• [Work instructions]
Please count the lines in the listing below that contain the string "wooden", matching uppercase and lowercase exactly, and reply with the number alone.

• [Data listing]
........
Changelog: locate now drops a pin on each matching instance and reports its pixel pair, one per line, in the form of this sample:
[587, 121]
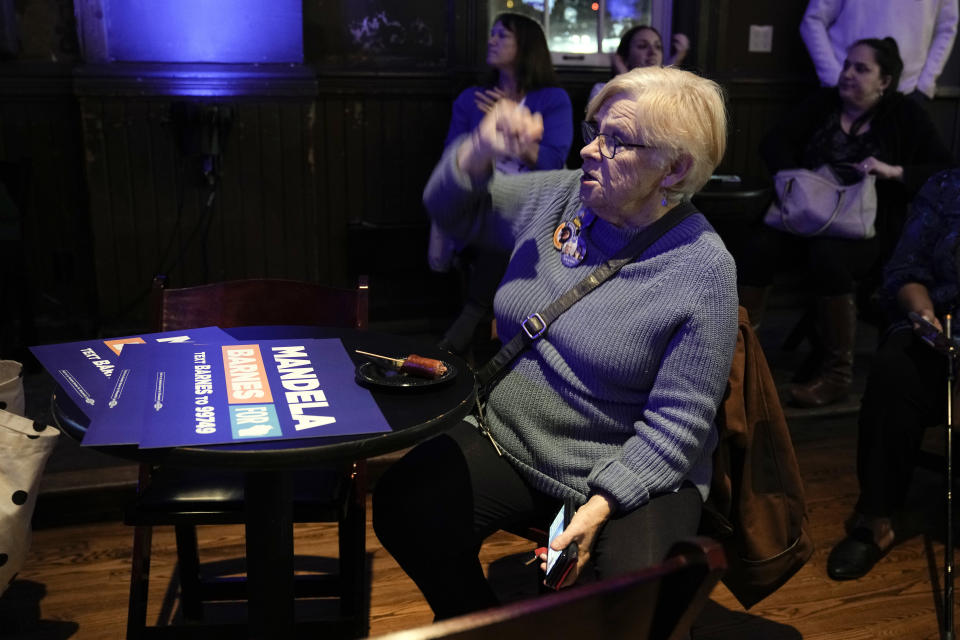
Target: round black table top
[412, 413]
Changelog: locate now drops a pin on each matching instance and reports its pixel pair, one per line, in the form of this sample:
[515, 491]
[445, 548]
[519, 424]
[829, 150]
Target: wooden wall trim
[200, 80]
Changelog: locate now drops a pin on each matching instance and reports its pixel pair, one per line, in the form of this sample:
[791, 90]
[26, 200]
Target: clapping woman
[520, 71]
[642, 46]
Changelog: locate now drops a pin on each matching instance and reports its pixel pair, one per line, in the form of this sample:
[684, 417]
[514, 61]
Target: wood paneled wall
[40, 143]
[298, 175]
[321, 171]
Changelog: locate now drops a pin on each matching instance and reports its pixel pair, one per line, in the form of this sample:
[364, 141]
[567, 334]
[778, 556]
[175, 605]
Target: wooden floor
[74, 584]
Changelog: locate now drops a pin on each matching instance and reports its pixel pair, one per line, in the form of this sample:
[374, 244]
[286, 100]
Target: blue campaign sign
[217, 394]
[85, 369]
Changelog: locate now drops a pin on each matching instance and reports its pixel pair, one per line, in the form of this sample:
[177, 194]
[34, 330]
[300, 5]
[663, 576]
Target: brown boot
[754, 300]
[837, 325]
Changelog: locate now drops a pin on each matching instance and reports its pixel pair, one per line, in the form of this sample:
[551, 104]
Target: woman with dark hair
[863, 126]
[520, 71]
[611, 409]
[642, 46]
[907, 386]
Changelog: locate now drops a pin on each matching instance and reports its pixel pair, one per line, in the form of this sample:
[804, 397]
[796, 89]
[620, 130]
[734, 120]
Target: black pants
[433, 509]
[833, 265]
[906, 393]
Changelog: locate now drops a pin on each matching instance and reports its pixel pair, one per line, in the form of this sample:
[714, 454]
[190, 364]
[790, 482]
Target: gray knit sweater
[619, 396]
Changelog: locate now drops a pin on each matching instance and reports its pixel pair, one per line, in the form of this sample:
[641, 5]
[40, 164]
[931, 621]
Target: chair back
[658, 603]
[240, 303]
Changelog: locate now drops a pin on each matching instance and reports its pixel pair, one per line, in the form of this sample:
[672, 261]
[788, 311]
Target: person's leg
[434, 507]
[834, 265]
[906, 392]
[901, 399]
[643, 537]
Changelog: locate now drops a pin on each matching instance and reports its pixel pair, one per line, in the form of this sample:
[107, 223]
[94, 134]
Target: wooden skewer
[397, 362]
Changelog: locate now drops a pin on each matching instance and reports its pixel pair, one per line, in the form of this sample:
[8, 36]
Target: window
[585, 32]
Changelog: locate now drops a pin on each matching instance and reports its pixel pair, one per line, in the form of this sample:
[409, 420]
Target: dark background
[310, 171]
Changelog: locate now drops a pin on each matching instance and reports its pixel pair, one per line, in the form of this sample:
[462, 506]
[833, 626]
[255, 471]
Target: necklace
[568, 238]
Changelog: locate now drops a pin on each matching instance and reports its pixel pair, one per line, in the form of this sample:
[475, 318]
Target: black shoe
[854, 556]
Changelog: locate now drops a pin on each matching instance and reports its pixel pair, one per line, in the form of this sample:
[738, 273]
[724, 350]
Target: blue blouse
[927, 250]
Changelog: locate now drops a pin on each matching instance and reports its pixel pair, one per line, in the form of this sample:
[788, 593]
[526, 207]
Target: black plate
[374, 374]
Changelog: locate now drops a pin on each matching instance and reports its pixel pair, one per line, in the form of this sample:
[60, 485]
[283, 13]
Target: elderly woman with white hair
[613, 407]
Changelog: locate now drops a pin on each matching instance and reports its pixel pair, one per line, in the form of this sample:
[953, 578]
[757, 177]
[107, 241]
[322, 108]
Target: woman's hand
[583, 529]
[881, 169]
[915, 297]
[486, 99]
[509, 130]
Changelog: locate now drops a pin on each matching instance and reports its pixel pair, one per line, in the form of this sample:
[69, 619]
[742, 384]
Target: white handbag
[812, 203]
[24, 449]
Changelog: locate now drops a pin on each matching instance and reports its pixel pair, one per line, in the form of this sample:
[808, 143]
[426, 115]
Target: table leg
[269, 531]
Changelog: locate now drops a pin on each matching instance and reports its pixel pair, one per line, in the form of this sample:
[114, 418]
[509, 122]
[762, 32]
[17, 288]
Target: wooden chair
[186, 498]
[659, 603]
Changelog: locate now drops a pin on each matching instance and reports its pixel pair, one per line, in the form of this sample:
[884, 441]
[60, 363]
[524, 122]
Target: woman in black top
[863, 126]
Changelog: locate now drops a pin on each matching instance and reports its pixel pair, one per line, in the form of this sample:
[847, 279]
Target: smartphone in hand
[559, 563]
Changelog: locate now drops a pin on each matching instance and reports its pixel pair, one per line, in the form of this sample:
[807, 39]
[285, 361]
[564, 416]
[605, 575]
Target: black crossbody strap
[536, 323]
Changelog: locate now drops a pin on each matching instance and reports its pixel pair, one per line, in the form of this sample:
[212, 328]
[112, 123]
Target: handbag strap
[536, 323]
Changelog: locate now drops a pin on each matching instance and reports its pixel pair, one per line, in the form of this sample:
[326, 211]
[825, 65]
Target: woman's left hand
[583, 529]
[487, 98]
[880, 169]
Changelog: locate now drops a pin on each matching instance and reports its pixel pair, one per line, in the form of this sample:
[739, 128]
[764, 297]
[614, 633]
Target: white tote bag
[24, 449]
[813, 203]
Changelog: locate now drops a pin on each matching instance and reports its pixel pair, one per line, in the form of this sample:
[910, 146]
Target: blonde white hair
[679, 113]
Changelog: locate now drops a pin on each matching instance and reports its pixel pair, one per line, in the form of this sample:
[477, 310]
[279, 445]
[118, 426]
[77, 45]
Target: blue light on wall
[223, 31]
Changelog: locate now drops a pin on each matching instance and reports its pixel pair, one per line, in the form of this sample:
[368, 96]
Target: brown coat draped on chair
[756, 505]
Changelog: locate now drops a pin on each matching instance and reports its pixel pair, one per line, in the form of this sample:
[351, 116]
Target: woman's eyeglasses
[609, 145]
........
• [Response below]
4